** Source information **
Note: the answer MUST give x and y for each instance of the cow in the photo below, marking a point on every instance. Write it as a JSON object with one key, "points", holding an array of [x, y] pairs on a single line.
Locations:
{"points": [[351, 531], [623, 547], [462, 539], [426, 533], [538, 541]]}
* * *
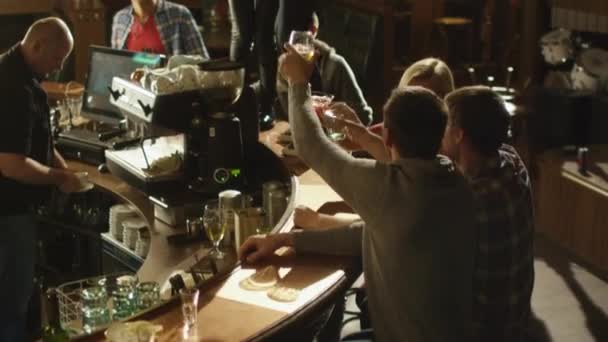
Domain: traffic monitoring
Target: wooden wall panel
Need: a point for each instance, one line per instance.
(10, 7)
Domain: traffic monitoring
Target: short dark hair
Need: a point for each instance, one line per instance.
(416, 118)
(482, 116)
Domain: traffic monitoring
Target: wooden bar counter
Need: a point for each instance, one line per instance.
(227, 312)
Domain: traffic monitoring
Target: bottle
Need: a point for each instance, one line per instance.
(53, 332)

** What needs to be done **
If a line of the data above contains "Target", copy it out.

** Task result **
Target: wooden wall panel
Target: short dark hair
Target: wooden bar counter
Target: bottle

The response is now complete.